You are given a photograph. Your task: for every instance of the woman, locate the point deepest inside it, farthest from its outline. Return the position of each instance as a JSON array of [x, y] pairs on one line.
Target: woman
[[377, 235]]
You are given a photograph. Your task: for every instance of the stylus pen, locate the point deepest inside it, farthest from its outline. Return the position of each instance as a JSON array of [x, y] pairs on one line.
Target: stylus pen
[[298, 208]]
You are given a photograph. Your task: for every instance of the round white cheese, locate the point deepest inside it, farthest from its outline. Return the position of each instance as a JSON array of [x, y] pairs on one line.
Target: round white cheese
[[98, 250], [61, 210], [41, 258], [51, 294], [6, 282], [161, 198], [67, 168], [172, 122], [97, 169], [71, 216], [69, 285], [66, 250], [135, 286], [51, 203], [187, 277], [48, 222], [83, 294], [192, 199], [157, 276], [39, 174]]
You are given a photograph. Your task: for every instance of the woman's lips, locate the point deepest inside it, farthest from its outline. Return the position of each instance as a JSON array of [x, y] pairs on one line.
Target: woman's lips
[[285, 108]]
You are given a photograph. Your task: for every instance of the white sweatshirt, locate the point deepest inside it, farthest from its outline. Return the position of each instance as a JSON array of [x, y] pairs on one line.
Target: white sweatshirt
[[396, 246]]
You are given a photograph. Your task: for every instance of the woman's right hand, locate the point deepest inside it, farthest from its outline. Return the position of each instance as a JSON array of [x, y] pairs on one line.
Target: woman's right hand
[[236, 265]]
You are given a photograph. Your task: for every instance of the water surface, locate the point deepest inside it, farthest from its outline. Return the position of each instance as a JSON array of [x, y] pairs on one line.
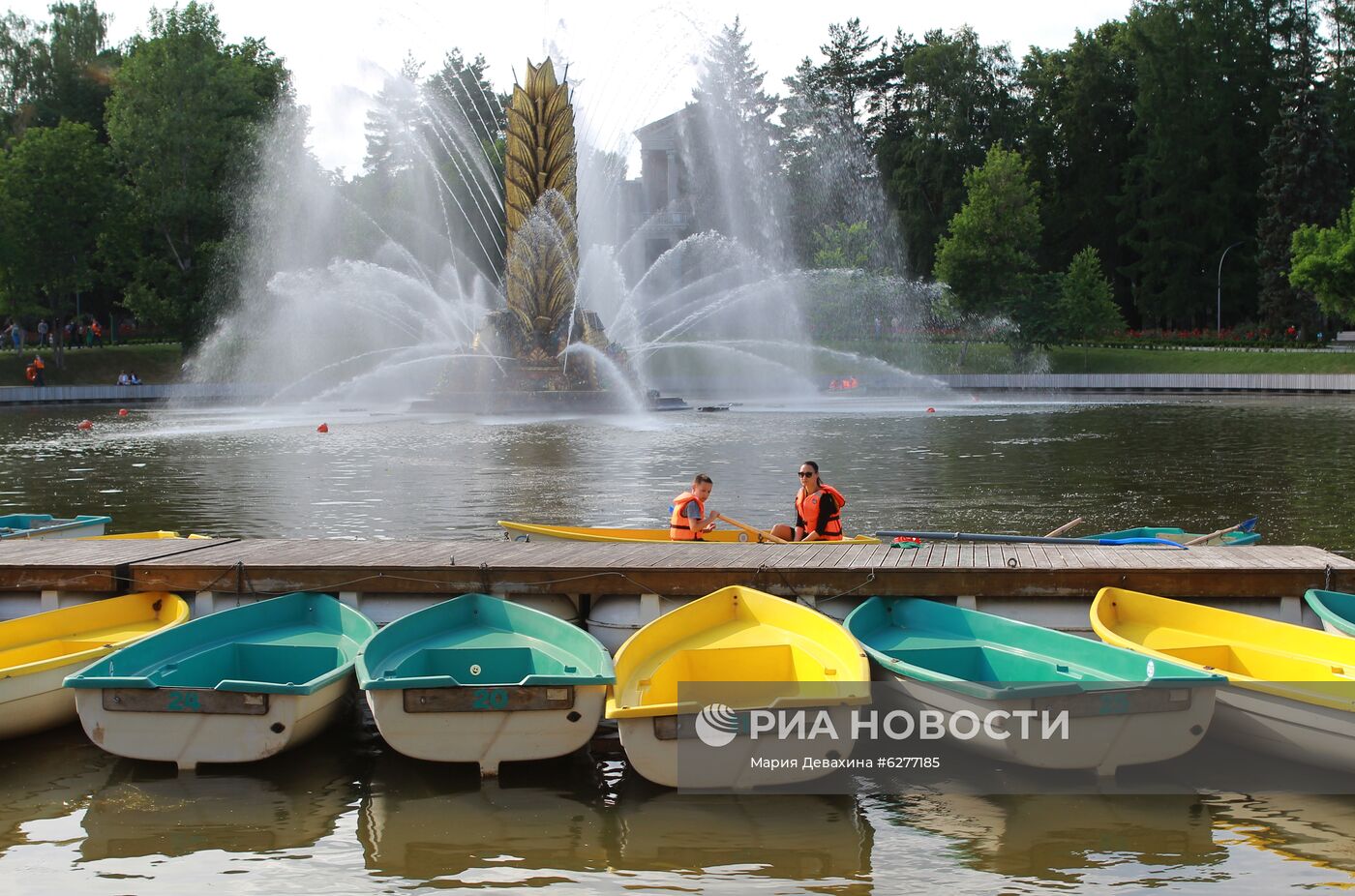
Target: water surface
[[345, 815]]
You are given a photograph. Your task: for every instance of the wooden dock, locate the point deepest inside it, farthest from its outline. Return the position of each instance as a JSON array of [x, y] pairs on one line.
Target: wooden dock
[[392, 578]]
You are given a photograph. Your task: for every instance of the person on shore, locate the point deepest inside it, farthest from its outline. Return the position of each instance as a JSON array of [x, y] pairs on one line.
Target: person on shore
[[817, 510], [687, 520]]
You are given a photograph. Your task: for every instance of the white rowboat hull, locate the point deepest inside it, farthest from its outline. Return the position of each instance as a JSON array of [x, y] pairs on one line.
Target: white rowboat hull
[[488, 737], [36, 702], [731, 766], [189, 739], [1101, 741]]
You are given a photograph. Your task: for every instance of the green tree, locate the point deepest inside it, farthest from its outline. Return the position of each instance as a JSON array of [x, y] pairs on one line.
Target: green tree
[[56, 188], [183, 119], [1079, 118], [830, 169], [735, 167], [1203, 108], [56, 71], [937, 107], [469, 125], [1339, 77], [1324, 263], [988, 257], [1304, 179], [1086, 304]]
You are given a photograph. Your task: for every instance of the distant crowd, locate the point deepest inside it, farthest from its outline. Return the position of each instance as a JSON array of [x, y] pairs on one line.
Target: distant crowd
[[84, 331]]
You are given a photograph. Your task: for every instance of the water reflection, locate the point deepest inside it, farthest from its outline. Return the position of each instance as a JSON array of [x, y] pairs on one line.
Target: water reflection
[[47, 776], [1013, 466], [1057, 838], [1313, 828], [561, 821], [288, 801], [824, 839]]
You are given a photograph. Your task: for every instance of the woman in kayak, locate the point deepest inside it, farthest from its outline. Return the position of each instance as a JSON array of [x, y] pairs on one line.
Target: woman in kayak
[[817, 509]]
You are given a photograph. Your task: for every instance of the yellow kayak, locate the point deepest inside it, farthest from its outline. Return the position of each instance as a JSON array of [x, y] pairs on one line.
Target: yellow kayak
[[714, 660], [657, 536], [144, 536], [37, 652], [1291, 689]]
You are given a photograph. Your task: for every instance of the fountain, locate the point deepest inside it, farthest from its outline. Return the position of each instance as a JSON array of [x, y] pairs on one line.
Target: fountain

____________

ZU ERLEDIGEN
Benenne in den Einträgen von der Zeile mit "white sweatshirt, locate" bis einschließlich der Zeile mit "[[817, 510], [687, 520]]" jedes "photograph" in "image" um und gib diesen Abschnitt sonst unverändert wieder. Lass dabei die Bilder weg.

ANTWORT ZUR AUFGABE
You are given a image. Your task: for every instance of the white sweatshirt, locate the point deepest inside it, farthest from its outline. Return the position of each instance as a JSON array of [x, y] pairs on one line.
Target: white sweatshirt
[[396, 246]]
You are given a image. Your task: for every instance of the woman's right hand, locate the point deepest inside it, farthest from its outline. Return the position of each instance as a JSON array of [x, y] pairs on one line.
Target: woman's right hand
[[236, 265]]
You are given a image. Your task: for every instance of the water surface, locate the point deepest inside it, farthest from its outline. Return the position of each instance as a JSON array of [x, y] pairs on one line.
Target: water surface
[[345, 815]]
You are given a image. Your task: for every instance of the wooden dock, locate the point deepest inside it, farthest from its outline. Return the position of each instance as a JSON array of [x, y] pairs on one line.
Target: wooden dock
[[392, 578]]
You are given a image. Your task: for every instance of the person on shore, locate the point deepest inside it, farthest from its outline. Return the position of each instance as a JSON array of [x, y] pairs on one line.
Target: person on shore
[[817, 510], [687, 520]]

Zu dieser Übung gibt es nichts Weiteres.